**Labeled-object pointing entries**
** BEGIN **
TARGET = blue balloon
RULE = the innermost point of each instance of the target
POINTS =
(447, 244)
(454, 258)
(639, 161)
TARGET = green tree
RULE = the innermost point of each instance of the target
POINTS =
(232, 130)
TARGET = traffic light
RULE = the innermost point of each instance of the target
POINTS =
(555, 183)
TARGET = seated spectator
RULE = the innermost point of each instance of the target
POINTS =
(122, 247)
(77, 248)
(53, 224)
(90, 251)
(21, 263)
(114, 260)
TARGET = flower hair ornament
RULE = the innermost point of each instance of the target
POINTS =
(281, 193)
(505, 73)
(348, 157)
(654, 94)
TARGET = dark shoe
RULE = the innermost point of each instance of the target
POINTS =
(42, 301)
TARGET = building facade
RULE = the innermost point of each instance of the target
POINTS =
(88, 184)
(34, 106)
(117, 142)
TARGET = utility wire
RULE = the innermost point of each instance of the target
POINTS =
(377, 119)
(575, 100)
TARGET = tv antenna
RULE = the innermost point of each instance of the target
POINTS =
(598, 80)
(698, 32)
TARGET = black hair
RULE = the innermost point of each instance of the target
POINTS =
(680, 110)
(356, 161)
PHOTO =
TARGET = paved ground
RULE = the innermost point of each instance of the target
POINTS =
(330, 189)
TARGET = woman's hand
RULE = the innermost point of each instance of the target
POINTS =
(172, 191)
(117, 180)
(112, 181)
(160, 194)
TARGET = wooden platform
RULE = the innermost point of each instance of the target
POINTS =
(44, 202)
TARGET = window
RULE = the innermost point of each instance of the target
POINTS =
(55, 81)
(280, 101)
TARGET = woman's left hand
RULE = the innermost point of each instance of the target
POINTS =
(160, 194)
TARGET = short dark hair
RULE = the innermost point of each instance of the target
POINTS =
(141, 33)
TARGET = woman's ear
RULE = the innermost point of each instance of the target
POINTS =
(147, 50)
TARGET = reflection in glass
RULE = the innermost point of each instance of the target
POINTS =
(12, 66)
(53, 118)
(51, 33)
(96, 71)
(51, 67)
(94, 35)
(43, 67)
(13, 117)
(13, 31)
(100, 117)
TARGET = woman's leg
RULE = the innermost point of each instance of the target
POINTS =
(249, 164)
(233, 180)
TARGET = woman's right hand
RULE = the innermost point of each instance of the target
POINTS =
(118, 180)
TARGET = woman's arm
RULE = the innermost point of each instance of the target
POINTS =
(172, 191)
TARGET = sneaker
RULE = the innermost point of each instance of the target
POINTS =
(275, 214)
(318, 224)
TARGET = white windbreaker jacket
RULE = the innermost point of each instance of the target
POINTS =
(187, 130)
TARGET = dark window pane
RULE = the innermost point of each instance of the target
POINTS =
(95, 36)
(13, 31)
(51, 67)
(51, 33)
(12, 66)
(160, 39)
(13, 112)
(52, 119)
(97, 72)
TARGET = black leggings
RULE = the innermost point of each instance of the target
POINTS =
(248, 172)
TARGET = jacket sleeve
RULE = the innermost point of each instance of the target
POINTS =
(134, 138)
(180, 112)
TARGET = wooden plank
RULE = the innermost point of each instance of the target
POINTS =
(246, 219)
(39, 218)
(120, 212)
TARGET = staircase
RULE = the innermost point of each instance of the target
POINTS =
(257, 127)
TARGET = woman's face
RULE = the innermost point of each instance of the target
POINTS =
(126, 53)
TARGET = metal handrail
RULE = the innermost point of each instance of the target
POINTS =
** END **
**EXERCISE INSTRUCTIONS**
Take the entries above and transcribe them exactly.

**TASK RESPONSE**
TARGET = blue balloon
RULE = the innermost point of each instance of the target
POINTS =
(447, 244)
(454, 258)
(639, 161)
TARGET = green tree
RULE = the innermost point of each instance of the target
POINTS =
(232, 130)
TARGET = traffic light
RULE = the innermost point of each instance of the target
POINTS =
(555, 183)
TARGET = seated spectator
RULE = the innermost point of each instance of the target
POINTS =
(122, 247)
(77, 248)
(53, 224)
(90, 251)
(21, 263)
(114, 260)
TARGET = flower hair ornament
RULE = the innermost point of each instance of the target
POINTS =
(281, 193)
(505, 73)
(348, 157)
(654, 94)
TARGET = dark shoe
RULE = the innermost point of each instance of the target
POINTS =
(42, 301)
TARGET = building facade
RULE = the innermost point of each instance of the target
POINTS =
(88, 184)
(34, 106)
(117, 142)
TARGET = utility wire
RULE = the innermost point of each instance of the target
POINTS =
(377, 119)
(575, 100)
TARGET = tv antenna
RULE = the innermost point of each instance of the target
POINTS =
(598, 80)
(698, 32)
TARGET = black hair
RULE = the innermost point of each instance of the target
POINTS =
(680, 110)
(356, 161)
PHOTO =
TARGET = paved ground
RULE = the innermost point of each instance of the target
POINTS =
(330, 189)
TARGET = woman's hand
RULE = the innermost point of each instance of the target
POINTS =
(172, 191)
(117, 180)
(112, 181)
(160, 194)
TARGET = wooden platform
RULE = the innermost point of each instance of the target
POINTS =
(44, 202)
TARGET = window
RULE = the innermost point of each instance of the target
POINTS =
(55, 81)
(280, 101)
TARGET = woman's left hand
RULE = the innermost point of each instance of the target
POINTS =
(160, 194)
TARGET = short dark hair
RULE = the innermost point of each instance of the target
POINTS =
(141, 33)
TARGET = woman's ear
RULE = the innermost point of each instance of the target
POINTS =
(147, 50)
TARGET = reflection in glass
RULE = the innermost point of each instance of the target
POINTS =
(12, 66)
(53, 118)
(51, 33)
(96, 71)
(51, 67)
(94, 35)
(43, 67)
(13, 117)
(13, 31)
(100, 117)
TARGET = woman's leg
RULE = the innermost point of each instance of the target
POINTS =
(249, 164)
(233, 180)
TARGET = woman's right hand
RULE = the innermost point of each instance of the target
POINTS =
(118, 180)
TARGET = woman's arm
RULE = the innermost point of each instance of the target
POINTS =
(172, 191)
TARGET = sneaker
RULE = the innermost point of each instance of the target
POINTS =
(275, 214)
(318, 224)
TARGET = white windbreaker jacket
RULE = the innermost point of each instance of the target
POINTS =
(187, 130)
TARGET = dark window pane
RULE = the innermost point of each instance of the target
POINTS =
(95, 36)
(13, 31)
(51, 67)
(51, 33)
(12, 66)
(160, 39)
(13, 112)
(52, 119)
(97, 72)
TARGET = black leggings
RULE = the innermost point of each instance of the target
POINTS =
(248, 172)
TARGET = jacket sleeve
RULE = the innermost point of each instance of the target
POINTS =
(134, 138)
(180, 112)
TARGET = wooden plank
RULE = the innermost point of each instance of the target
POINTS =
(246, 219)
(39, 218)
(120, 212)
TARGET = staircase
RULE = the innermost point of each instance of the target
POINTS =
(257, 127)
TARGET = woman's face
RULE = the innermost point of each instance of the target
POINTS =
(126, 53)
TARGET = metal handrail
RULE = the innermost point of each instance of the target
POINTS =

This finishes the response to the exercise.